● **TEXT EXCERPT**:

LANSING — On April 1, Gov. Gretchen Whitmer declared a state of disaster and expanded the state of emergency across the entire state of Michigan, a press release states.

This state of disaster declaration replaces the state of emergency, which was set to expire April 7 due to state law. Through the state of disaster declaration, the Governor requested an extension to the state of emergency and disaster declaration by 70 days.

On Tuesday, the Legislature passed Senate Concurrent Resolution 24 to only extended the state of emergency and disaster declaration by 23 days. State Representative Sara Cambensy, D-Marquette) had the following to say:

“While I don’t agree with Republican leadership to limit the declaration to 23 days with Covid-19 numbers continuing to climb aggressively, I still support the extension to allow Gov. Whitmer to continue making crucial public health decisions. Limiting the Governor’s extension today will potentially require the Legislature to be called back into session in Lansing during the height of the health crisis in Michigan in the coming weeks. This means U.P. legislators will need to go back downstate to urban areas where COVID-19 is prevalent, only to turn around and return home where we may put others at risk. House Democrats had an alternative solution and introduced a resolution to allow controlled, remote voting on emergency measures until the ‘Stay Home. Stay Safe’ order is lifted to avoid traveling. It was not referred to the floor and did not pass.”

The “Stay Home. Stay Safe” order is set to expire on April 13. The Governor has indicated that she will make an announcement sometime this week about the possibility of extending the “Stay Home. Stay Safe” order. It is in the Governor’s role to extend the “Stay Home. Stay Safe” order, and she will make that decision prior to April 13 with the advice and consultation of scientists and medical experts depending on whether or not COVID-19 cases have stabilized.

“These are difficult times, and now is not the time to be divided as elected leaders. We have all made significant adjustments to our lives to make sure we are able to protect ourselves, our families and our neighbors, and this unity needs to remain our focus,” said Cambensy.

● **WORK REQUEST 1**:
Answer these questions from the news item on Michigan's disaster declaration:
(a) By how many days did the Governor ask to extend the state of emergency and disaster declaration?
(b) On what date is the "Stay Home. Stay Safe" order set to expire?
(c) What did the House Democrats' resolution propose to allow?
● **WORK REQUEST 2**: Type out the part of the news item on Michigan's disaster declaration from "LANSING — On" to "press release states." word for word.

● **DATASET EXTRACT**:
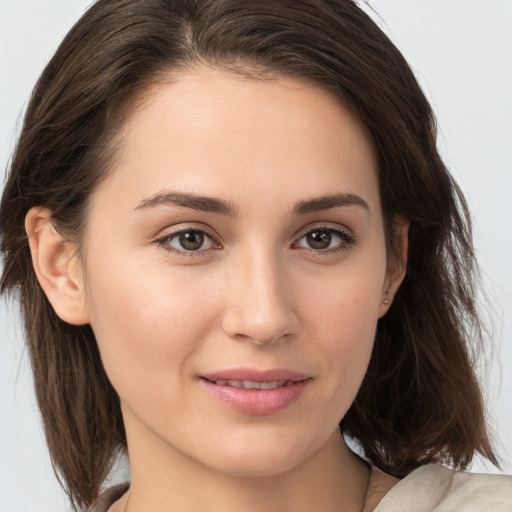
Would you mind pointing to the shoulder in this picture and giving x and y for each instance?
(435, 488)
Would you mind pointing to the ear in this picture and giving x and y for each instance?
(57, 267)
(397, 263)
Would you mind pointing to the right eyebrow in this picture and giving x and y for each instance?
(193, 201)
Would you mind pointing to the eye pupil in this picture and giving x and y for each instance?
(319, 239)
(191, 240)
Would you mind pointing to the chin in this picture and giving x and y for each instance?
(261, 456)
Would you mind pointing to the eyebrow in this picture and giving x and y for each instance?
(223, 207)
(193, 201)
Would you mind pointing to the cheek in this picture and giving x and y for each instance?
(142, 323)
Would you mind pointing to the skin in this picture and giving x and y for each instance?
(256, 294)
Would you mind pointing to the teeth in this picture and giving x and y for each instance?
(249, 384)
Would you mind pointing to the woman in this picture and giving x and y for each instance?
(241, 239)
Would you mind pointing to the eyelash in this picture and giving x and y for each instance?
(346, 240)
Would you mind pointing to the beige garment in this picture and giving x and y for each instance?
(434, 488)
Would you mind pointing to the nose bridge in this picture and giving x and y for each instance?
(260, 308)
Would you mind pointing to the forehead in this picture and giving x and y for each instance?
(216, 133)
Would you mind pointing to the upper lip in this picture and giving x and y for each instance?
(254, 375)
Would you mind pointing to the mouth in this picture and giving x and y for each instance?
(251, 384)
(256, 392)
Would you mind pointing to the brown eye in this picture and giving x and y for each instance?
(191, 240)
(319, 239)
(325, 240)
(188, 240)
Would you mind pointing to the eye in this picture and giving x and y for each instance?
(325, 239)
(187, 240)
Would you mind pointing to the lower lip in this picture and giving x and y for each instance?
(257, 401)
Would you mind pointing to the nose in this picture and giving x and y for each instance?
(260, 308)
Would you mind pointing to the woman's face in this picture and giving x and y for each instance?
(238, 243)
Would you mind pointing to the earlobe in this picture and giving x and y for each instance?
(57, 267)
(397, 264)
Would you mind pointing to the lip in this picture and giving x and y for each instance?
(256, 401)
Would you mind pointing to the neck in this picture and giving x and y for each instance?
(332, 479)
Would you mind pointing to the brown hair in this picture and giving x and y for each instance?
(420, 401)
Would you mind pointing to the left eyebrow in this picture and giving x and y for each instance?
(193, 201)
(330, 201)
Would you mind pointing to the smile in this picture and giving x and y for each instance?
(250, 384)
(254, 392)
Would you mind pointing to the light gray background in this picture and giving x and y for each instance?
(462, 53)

● **EXPECTED OUTPUT 1**:
(a) 70 days
(b) April 13
(c) Controlled, remote voting on emergency measures until the "Stay Home. Stay Safe" order is lifted

● **EXPECTED OUTPUT 2**:
LANSING — On April 1, Gov. Gretchen Whitmer declared a state of disaster and expanded the state of emergency across the entire state of Michigan, a press release states.